### Given data

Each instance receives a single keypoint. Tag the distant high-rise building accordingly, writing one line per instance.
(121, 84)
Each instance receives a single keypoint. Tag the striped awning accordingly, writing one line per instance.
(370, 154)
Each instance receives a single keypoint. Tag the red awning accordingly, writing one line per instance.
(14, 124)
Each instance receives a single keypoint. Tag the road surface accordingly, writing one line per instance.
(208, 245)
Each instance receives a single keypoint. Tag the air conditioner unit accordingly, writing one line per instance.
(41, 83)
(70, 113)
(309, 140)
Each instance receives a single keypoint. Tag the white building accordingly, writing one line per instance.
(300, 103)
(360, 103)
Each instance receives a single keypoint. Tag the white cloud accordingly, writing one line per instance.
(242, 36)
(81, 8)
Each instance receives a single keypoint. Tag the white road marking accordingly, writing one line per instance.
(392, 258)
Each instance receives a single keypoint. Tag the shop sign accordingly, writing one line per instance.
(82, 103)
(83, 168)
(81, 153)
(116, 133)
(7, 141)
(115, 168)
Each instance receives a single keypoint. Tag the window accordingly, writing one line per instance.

### Stated exercise
Rewrite all the items above, replacing "keypoint" with "point" and leaving everything else unchanged.

### Full answer
Each instance receives a single point. Tag the distant high-rise building accordingly, writing one line per instance.
(121, 84)
Each instance receives a single point. Tag the striped awning accordingly, writing one line per instance.
(370, 154)
Each instance receives a single point. Tag the red awning accordingly, writing one line per instance.
(14, 124)
Each instance receives a single point. Tag the road surface accordingly, writing one line per instance.
(208, 245)
Each instance receives a single point. Tag the air conditioner unit accordingly, writing one line per instance.
(41, 83)
(70, 113)
(309, 140)
Each instance receives a single point. Tag the white building accordingly, writing one line per instance.
(300, 103)
(360, 103)
Each instance receives a single point. Tag the white cloud accordingly, writing one line per instance.
(242, 36)
(81, 8)
Each instance receives a single point. Tag the white road marking accordingly, writing one line per instance.
(392, 258)
Each instance receives a single point. Tag the shop sign accordingly, writing one line per instance.
(82, 103)
(83, 168)
(81, 153)
(116, 133)
(7, 141)
(115, 168)
Each instance receives a single point. Tag the window accordingly, writing one line per instance.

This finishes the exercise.